■ **Aufgaben**:
1. Erkläre in ein bis drei Sätzen, warum es laut dem Text zur Wellenüberlagerung zur Auslöschung kommen kann.
2. Schreib den Text zur Wellenüberlagerung bitte nach seinem letzten Satz weiter.

*** Gegebener Text ***

Wenn sich zwei solche Wellen im selben Raumgebiet
befinden, werden dort bei der Überlagerung die Wellengrößen n jedem Raumpunkt
einfach addiert (sog. lineare Superposition). Dabei werden die Regeln der
Vektoraddition angewendet. Dadurch kann es zur Auslöschung
kommen, wenn die Wellengrößen der Teilwellen entgegengesetzte Richtungen haben.
Zwei Vektoren mit exakt demselben Betrag, aber entgegengesetzten Richtungen
heben sich gegenseitig auf (Auslöschung). Bei Addition von Vektoren mit
derselben Richtung addieren sich hingegen die Beträge.

*** Datensätze ***

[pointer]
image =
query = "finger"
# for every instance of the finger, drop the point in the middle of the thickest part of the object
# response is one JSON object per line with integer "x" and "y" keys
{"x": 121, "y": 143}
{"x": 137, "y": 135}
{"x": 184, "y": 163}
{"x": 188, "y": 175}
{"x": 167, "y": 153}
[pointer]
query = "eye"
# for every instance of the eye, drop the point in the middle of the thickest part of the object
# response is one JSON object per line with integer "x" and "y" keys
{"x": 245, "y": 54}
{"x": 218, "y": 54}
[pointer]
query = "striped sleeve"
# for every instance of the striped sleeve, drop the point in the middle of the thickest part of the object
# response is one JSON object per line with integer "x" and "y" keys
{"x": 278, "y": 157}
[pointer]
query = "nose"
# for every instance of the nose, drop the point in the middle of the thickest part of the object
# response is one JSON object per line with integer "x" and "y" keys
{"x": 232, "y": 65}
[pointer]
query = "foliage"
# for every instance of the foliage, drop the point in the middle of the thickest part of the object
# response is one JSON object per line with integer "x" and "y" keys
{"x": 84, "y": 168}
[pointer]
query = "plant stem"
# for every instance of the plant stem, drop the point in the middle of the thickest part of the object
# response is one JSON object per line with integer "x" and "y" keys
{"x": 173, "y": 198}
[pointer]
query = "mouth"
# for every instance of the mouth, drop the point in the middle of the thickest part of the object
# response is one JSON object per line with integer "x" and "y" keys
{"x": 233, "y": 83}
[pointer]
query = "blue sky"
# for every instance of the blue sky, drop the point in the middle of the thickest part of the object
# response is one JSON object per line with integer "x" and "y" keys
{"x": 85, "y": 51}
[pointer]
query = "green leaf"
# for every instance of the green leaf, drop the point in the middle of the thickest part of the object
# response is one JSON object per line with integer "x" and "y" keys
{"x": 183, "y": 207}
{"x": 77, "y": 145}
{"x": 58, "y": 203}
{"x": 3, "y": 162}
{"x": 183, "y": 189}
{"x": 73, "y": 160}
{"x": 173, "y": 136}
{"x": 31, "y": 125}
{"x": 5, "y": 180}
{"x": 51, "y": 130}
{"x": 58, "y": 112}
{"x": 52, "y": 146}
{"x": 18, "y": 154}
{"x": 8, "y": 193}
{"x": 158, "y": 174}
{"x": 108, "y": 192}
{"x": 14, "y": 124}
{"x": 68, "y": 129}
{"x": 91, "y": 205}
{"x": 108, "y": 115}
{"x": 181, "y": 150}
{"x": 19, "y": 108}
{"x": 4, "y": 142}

***
*** Datensätze ***

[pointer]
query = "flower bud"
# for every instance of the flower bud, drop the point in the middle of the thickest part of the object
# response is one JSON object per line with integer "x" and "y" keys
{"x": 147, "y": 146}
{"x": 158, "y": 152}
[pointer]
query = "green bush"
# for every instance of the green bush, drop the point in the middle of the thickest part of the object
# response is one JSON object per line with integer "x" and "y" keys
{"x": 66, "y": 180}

***

■ **Lösungen**:
1. Bei der Überlagerung werden die Wellengrößen in jedem Raumpunkt nach den Regeln der Vektoraddition addiert. Haben die Wellengrößen der Teilwellen entgegengesetzte Richtungen, heben sich zwei Vektoren mit exakt demselben Betrag gegenseitig auf.

2.
Abbildung 3: Addition von zweidimensionalen Wellengrößen (Vektoren) an einem gegebenen Raumpunkt: Links - Verstärkung bei annähernd parallelgerichteten Wellengrößen. Rechts - Abschwächung bei annähernd entgegengesetzten Wellengrößen
Die Visualisierung einer Welle mit zweidimensionaler Wellengröße mit Hilfe von Richtungspfeilen ist für kompliziertere Situationen (zB Wellenausbreitung in mehrere Richtungen wie im Doppelspaltexperiment) nicht brauchbar. Wir werden daher einen anderen Weg beschreiten, um den Phasenwinkel zu visualisieren.
Visualisierung von Richtungen - der Farbkreis
Video: Der Farbkreis: Jedem Winkel, d.h. jeder Richtung in der Ebene wird ein eindeutiger Farbton zugewiesen.
Farben können periodisch im Farbkreis angeordnet werden. Farben eignen sich
also hervorragend dazu, periodisch veränderliche Größen (wie z.B. einen Winkel)
zu visualisieren.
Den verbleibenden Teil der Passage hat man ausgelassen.